--- Start Given data ---

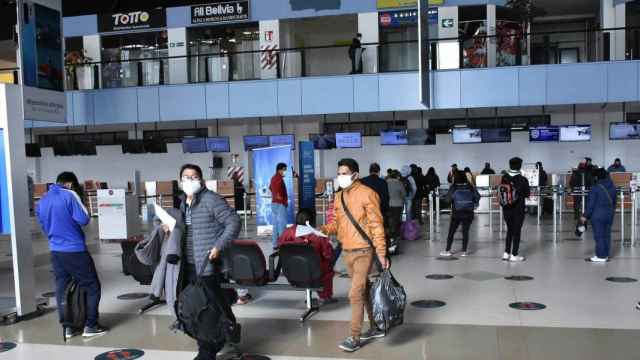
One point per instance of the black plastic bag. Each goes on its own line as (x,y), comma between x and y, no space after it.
(388,300)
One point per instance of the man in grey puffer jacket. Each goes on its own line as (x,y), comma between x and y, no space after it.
(210,226)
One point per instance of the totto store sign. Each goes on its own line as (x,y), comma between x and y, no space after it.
(220,12)
(132,20)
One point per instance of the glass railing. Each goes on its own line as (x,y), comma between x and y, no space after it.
(470,50)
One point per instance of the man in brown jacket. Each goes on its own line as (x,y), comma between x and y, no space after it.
(364,205)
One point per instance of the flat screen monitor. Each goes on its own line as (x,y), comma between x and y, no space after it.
(194,145)
(133,147)
(421,137)
(466,136)
(218,144)
(323,142)
(624,131)
(252,142)
(393,137)
(575,133)
(349,140)
(544,134)
(495,135)
(282,140)
(33,150)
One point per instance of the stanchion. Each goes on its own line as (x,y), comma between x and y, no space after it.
(244,202)
(622,217)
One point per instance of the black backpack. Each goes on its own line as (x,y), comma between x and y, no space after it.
(200,314)
(74,307)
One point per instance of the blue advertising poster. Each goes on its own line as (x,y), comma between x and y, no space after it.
(4,197)
(264,167)
(307,181)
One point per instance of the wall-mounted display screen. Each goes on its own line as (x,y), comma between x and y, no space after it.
(281,140)
(495,135)
(421,137)
(349,140)
(466,136)
(624,131)
(255,142)
(393,137)
(194,145)
(575,133)
(323,142)
(544,134)
(218,144)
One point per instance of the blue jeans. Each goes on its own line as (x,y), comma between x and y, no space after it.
(602,235)
(77,266)
(279,222)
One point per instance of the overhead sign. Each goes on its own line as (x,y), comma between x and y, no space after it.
(41,56)
(222,11)
(392,4)
(132,20)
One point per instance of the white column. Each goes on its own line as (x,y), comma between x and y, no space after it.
(12,123)
(177,47)
(491,32)
(369,28)
(269,44)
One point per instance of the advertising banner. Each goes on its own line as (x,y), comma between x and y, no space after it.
(220,11)
(4,195)
(264,167)
(132,20)
(307,181)
(41,56)
(391,4)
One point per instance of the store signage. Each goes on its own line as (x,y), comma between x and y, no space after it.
(222,11)
(132,20)
(392,4)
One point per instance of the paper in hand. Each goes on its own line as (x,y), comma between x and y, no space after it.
(164,217)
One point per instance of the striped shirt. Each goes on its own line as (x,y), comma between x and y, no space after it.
(189,243)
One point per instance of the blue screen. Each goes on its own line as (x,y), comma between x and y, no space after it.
(544,134)
(255,142)
(393,137)
(218,144)
(280,140)
(350,140)
(194,145)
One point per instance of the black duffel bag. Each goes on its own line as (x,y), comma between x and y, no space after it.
(201,316)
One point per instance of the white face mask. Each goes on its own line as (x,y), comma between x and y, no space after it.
(344,181)
(191,187)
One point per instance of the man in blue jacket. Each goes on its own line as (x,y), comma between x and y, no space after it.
(62,216)
(601,208)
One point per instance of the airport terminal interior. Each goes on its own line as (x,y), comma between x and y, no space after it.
(263,100)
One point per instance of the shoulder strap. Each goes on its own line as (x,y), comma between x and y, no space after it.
(356,225)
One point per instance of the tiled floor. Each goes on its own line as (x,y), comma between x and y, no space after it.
(586,317)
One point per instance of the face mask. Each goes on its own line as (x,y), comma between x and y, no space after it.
(344,181)
(191,187)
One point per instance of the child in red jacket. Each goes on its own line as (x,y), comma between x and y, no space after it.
(304,233)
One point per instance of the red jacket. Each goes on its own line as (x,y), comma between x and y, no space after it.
(278,190)
(320,244)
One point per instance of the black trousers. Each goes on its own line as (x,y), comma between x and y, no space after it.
(207,350)
(466,220)
(514,229)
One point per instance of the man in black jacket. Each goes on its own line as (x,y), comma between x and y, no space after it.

--- End Given data ---

# What the exercise asks
Give every line above again exactly, with no pictures.

# Written answer
One point per instance of the black plastic bag. Each goes on its own line as (x,y), comma between x and y, no space after it.
(388,300)
One point per instance of the man in grey puffer jacket. Each goes on its own line as (x,y), comma between x and y, no space after it.
(210,226)
One point per instance of the totto store sign. Each goes on its own line as (x,y), comma between x and y, no space after it.
(220,12)
(132,20)
One point per instance of the glass railing. Each goes on its own line as (x,y), comma between x and y, no space after it.
(470,50)
One point per instance of the man in brown jacket. Each goes on its own line as (x,y), comma between x and y, no space after it.
(364,205)
One point per instance of the flat screen monitor. Each goes on its own line as (x,y), comma between x and y, no space after it.
(194,145)
(133,147)
(421,137)
(466,136)
(218,144)
(323,142)
(624,131)
(252,142)
(393,137)
(575,133)
(349,140)
(544,134)
(495,135)
(282,140)
(33,150)
One point per instance of the stanchion. Each goes on its own line as (x,y), comma between x and y, no space after it.
(244,202)
(622,217)
One point per instance of the black backpack. Each goes on its own line as (x,y), comma between x and y, no space after it.
(200,314)
(74,307)
One point per instance of the blue advertising poster. Each goes on its own line as (x,y), comma between x and y, no space after it.
(4,197)
(264,167)
(307,181)
One point per instance of the wall-mounted display screen. Each goes on its own line as (x,y), comma between x and y, no space after it.
(281,140)
(495,135)
(421,137)
(349,140)
(466,136)
(624,131)
(255,142)
(393,137)
(194,145)
(575,133)
(323,142)
(544,134)
(218,144)
One point per instance of the blue jeans. Each goes on its own line as (x,y), comma between x and y, no space after it.
(602,235)
(77,266)
(279,222)
One point per instance of the overhead sign. Each goes on its own line as (x,y), comma between x and y, no space after it.
(41,56)
(222,11)
(392,4)
(132,20)
One point per instance of the white column. Each goes on its own line as (x,y), comma between x and y, no space after it.
(12,123)
(177,47)
(491,32)
(369,28)
(269,44)
One point per instance of the advertising banner. Each goes on its own line as (x,y), comma between x and y, no space after it.
(220,11)
(4,195)
(264,167)
(132,20)
(307,181)
(41,56)
(391,4)
One point per instance of the store signage. Each goes on its own line as (x,y), comma between x and y, no space after it.
(222,11)
(132,20)
(392,4)
One point per instance of the paper in hand. Each goes on its own line as (x,y), comma between x and y, no space after it.
(164,217)
One point per instance of the striped shirt. Each goes on its own line as (x,y), comma between x and y, no space after it.
(189,243)
One point per instance of the blue screen. Each goes on its own line as (x,y), comma between x and y, no space after it.
(544,134)
(255,142)
(393,137)
(218,144)
(280,140)
(350,140)
(194,145)
One point per instance of the black duffel bag. Each goes on its own line as (x,y), comma between x and y, no space after it.
(201,316)
One point per instance of the white face mask. Each goes on its own line as (x,y), comma between x and y, no space after it.
(344,181)
(191,187)
One point per instance of the man in blue jacket. Each goes on its own line as (x,y), comma between x and y, no space after it.
(62,216)
(601,208)
One point per instance of the airport terminal interior. Each goes on its own line as (x,y), comma between x and y, no space after it.
(263,100)
One point per instance of the shoulder strap. Each goes on its own line as (x,y), comma between x and y, no space after it.
(356,225)
One point per instance of the tiled floor. Each goes on its own line as (x,y), comma between x and y, no space after it.
(586,317)
One point per instance of the face mask. Each goes on its own line as (x,y), comma between x and y, no space after it.
(344,181)
(191,187)
One point per instance of the child in red jacket. Each goes on its own line as (x,y), comma between x and y, no space after it.
(304,233)
One point per instance of the red jacket. Each goes on its own line as (x,y), comma between x and y, no space after it.
(278,190)
(320,244)
One point per instance of the black trousers. Each goes on its own line as (x,y), comma between x and y, no space after it.
(207,350)
(466,220)
(514,229)
One point per instance of the man in black jacket. Each goes on its own line as (x,y), comma between x and y, no space after it.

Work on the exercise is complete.